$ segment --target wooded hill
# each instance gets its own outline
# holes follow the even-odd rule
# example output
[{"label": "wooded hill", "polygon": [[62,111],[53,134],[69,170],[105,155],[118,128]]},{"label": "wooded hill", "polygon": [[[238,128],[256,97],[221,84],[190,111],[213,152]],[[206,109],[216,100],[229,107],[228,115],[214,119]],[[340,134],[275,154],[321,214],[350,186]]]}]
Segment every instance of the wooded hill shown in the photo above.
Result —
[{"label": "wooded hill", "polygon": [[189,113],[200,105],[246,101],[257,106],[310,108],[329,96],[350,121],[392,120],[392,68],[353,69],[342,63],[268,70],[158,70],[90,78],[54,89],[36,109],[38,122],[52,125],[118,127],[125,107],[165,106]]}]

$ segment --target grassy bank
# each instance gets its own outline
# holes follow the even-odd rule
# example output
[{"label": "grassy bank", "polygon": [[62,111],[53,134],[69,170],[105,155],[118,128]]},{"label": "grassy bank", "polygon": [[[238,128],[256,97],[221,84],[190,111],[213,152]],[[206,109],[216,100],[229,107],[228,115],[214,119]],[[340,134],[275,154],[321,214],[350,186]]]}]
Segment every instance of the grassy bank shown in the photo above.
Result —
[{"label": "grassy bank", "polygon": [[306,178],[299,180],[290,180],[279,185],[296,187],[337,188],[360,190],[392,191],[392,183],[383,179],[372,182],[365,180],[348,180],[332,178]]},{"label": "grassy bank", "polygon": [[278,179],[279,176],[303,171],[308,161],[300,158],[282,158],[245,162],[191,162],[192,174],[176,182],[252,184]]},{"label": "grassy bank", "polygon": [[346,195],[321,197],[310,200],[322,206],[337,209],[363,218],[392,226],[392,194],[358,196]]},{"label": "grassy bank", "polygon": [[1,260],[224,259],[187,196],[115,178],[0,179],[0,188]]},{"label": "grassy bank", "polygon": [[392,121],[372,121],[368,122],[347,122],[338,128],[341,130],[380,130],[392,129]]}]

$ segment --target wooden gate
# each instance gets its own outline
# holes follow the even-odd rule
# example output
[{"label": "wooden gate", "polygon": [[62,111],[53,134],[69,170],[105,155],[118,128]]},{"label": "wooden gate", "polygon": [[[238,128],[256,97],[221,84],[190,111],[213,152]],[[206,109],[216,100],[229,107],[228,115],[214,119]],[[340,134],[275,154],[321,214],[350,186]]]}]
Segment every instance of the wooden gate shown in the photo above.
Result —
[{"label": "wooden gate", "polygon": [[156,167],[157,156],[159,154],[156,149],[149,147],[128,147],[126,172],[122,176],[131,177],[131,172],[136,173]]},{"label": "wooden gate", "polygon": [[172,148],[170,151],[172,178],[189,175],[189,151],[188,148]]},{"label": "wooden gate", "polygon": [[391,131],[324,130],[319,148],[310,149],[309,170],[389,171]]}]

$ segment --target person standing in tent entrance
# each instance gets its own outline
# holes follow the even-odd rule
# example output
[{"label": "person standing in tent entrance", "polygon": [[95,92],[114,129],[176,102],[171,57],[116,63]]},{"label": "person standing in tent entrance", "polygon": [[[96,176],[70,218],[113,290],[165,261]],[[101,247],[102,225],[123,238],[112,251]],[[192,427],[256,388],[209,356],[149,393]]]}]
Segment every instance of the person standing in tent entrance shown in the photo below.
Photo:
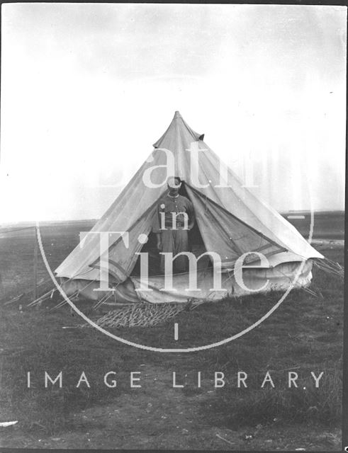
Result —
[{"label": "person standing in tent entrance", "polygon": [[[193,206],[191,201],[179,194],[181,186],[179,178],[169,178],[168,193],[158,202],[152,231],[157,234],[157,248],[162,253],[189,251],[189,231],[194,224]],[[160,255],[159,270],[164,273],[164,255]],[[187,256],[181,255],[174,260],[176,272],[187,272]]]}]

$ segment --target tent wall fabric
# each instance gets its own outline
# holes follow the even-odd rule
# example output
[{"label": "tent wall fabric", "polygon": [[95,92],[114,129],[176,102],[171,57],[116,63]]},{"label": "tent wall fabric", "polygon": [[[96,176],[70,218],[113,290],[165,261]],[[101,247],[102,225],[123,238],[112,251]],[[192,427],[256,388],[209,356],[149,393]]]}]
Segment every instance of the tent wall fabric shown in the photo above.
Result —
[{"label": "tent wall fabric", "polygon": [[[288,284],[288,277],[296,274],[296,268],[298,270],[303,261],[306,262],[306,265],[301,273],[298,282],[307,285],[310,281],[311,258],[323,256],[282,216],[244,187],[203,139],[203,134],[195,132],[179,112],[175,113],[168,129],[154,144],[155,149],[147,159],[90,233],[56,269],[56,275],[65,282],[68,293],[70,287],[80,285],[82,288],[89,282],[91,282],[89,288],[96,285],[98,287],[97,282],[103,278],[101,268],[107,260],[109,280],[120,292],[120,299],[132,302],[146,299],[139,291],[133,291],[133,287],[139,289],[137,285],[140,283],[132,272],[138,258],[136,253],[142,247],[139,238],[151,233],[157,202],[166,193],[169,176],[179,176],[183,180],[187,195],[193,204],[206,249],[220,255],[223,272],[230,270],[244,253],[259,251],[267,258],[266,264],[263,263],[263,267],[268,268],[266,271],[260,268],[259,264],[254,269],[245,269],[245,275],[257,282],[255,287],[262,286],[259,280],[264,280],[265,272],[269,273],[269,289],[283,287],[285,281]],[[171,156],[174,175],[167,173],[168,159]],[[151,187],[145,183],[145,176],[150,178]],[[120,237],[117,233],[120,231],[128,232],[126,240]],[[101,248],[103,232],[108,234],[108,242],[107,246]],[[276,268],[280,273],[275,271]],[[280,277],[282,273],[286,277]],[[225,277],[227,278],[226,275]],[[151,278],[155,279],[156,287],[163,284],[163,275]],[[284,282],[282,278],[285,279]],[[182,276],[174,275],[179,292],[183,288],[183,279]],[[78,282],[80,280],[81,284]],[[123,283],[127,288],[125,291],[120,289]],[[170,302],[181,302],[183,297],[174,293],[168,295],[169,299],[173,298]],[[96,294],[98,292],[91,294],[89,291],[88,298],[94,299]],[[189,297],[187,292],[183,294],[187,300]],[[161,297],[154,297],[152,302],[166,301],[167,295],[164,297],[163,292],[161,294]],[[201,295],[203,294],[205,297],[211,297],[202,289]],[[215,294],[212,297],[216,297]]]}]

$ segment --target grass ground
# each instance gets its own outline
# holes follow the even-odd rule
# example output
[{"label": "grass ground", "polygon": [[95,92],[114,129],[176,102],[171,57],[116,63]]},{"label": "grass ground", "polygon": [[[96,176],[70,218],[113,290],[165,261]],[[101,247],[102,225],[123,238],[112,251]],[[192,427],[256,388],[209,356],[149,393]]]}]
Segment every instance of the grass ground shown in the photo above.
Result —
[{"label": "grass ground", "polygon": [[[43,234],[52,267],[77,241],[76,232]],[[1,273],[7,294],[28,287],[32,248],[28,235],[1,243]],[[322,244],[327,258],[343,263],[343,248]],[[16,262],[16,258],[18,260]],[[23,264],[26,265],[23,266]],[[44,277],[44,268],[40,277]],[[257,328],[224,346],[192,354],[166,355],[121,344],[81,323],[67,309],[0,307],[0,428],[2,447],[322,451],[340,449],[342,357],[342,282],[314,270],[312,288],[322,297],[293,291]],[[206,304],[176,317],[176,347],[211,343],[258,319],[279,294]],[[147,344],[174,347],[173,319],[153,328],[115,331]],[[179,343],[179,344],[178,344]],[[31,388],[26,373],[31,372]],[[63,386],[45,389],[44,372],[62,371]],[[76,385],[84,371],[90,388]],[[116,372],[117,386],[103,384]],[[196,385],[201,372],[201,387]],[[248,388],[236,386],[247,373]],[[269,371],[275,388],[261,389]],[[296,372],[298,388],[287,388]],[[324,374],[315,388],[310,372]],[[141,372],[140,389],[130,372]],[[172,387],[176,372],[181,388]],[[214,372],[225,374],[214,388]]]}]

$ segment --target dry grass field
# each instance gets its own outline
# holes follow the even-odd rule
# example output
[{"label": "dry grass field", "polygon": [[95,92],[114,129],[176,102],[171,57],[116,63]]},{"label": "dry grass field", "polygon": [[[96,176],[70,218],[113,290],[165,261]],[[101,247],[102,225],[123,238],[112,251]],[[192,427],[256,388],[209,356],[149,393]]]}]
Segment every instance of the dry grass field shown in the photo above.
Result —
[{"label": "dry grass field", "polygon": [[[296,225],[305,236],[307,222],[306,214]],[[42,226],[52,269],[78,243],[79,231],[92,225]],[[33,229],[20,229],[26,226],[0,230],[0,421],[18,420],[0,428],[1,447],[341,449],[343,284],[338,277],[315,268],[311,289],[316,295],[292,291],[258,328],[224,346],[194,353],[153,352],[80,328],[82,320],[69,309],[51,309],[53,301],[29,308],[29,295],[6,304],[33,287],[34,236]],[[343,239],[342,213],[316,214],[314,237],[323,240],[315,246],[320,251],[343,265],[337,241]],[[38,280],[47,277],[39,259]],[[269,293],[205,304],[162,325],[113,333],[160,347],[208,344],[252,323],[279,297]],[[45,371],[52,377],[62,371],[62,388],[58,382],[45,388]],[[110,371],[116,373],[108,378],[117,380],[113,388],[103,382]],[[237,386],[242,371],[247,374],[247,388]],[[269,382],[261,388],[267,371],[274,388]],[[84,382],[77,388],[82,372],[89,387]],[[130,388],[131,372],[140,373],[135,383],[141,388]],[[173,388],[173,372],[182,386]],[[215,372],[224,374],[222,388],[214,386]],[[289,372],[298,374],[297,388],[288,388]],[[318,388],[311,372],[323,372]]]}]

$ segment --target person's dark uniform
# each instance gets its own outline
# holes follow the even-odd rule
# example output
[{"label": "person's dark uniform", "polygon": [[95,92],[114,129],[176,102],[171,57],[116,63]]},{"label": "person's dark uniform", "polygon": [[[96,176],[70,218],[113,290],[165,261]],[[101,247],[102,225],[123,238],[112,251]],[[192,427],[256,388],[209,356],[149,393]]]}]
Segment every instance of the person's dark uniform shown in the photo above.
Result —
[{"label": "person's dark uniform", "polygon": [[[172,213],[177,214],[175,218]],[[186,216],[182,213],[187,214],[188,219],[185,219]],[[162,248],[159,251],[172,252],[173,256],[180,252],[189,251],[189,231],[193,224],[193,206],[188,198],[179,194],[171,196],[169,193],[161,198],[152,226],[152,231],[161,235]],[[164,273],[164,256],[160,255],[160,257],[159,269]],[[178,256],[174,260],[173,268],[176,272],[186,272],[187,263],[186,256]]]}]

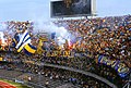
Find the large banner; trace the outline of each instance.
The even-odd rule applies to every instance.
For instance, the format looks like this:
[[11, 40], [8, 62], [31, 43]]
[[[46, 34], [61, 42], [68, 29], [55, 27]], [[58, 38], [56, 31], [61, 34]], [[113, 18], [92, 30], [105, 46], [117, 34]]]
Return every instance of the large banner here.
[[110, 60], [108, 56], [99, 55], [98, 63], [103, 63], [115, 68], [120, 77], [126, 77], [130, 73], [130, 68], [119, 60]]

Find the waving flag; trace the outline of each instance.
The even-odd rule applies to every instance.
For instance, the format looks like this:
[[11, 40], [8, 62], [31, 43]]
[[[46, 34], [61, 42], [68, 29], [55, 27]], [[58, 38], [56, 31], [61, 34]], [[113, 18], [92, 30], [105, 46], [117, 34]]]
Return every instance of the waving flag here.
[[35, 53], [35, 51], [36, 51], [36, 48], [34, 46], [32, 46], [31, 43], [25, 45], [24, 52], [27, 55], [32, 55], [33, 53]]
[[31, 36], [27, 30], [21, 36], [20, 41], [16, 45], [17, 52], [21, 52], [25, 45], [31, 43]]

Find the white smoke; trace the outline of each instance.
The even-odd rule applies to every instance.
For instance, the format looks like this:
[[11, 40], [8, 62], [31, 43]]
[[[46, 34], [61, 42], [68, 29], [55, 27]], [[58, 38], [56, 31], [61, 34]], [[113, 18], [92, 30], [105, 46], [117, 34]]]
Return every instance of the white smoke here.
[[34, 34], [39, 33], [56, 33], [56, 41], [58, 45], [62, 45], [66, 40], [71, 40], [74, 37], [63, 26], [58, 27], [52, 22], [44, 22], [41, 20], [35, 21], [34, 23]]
========
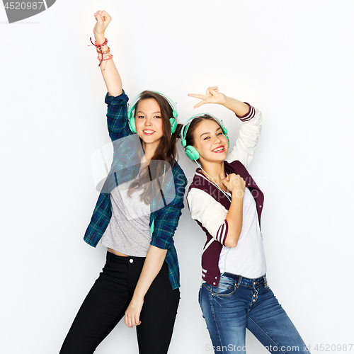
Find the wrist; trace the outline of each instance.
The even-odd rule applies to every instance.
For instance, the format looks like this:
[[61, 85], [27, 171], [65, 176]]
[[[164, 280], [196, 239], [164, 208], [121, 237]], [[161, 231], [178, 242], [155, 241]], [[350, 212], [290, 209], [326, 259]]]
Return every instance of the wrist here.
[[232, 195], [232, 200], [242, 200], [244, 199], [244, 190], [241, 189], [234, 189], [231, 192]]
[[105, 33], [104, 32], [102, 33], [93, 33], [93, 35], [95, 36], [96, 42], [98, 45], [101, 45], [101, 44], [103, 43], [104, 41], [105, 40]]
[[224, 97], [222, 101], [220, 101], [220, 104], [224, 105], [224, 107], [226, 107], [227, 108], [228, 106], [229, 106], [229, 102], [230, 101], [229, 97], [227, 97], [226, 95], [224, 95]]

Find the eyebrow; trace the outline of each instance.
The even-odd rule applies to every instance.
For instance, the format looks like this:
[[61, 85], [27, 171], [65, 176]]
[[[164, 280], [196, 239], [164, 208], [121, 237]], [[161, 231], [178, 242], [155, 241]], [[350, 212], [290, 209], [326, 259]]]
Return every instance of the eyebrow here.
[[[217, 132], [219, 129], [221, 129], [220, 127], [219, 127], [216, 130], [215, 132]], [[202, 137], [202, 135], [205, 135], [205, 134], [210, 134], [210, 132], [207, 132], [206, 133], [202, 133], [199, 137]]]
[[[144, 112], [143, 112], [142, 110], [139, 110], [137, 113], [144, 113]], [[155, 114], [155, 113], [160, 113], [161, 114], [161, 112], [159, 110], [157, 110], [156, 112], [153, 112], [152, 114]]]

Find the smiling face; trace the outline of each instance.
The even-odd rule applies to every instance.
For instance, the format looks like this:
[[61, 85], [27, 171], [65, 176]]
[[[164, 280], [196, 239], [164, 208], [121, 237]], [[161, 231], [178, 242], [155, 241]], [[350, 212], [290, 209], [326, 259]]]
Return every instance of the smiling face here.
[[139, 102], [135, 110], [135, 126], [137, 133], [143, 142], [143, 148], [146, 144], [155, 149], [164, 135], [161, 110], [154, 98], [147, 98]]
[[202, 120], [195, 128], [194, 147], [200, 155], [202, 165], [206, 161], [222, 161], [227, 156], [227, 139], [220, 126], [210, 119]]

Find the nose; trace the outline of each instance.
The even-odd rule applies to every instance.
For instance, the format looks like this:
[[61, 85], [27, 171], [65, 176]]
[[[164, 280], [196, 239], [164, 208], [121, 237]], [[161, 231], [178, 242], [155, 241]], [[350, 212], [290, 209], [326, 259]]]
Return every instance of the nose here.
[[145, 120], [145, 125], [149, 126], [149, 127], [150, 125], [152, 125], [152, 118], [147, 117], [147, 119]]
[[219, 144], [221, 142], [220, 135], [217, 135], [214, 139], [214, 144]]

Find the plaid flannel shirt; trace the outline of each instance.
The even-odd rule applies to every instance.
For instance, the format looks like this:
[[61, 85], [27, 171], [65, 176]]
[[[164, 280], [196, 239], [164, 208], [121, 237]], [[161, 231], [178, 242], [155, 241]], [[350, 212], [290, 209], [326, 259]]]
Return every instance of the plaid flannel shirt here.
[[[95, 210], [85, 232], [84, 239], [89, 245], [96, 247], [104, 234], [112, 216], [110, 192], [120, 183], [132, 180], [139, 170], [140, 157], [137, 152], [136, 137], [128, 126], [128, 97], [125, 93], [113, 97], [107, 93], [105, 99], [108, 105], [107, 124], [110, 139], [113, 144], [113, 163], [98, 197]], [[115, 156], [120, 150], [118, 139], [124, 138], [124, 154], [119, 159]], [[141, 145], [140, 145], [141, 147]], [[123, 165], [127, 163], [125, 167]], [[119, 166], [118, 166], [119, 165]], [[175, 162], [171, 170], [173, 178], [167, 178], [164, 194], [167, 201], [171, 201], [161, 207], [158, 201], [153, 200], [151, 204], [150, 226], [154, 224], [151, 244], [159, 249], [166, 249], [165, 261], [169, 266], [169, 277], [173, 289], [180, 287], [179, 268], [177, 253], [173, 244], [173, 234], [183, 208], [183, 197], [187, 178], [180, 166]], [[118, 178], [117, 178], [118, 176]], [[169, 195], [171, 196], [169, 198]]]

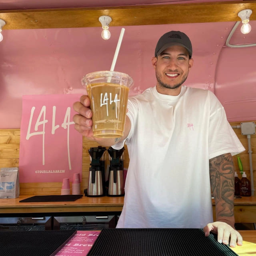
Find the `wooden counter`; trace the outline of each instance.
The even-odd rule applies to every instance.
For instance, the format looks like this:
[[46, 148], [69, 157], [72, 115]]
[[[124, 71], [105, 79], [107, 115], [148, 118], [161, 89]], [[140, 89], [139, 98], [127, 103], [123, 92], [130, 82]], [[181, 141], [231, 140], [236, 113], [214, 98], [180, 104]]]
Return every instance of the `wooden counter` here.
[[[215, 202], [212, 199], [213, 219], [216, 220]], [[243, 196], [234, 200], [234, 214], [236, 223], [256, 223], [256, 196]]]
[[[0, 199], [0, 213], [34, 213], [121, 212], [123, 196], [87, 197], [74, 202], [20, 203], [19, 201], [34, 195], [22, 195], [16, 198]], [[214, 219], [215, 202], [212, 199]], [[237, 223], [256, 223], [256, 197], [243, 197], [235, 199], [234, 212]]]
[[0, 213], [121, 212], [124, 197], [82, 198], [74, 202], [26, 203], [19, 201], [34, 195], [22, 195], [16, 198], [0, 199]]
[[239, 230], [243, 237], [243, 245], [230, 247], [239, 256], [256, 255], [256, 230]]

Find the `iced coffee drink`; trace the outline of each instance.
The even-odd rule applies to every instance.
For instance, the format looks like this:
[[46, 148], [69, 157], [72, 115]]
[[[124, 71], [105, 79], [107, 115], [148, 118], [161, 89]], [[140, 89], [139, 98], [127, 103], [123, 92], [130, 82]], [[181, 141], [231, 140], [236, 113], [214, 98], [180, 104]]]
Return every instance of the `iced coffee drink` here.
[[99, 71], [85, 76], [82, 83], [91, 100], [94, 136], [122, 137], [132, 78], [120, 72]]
========
Which lines in the items above contain the string "waving", with case taken into account? Copy out each of them in full.

Find the waving flag; trace the outline of each instance.
Return every instance of the waving flag here.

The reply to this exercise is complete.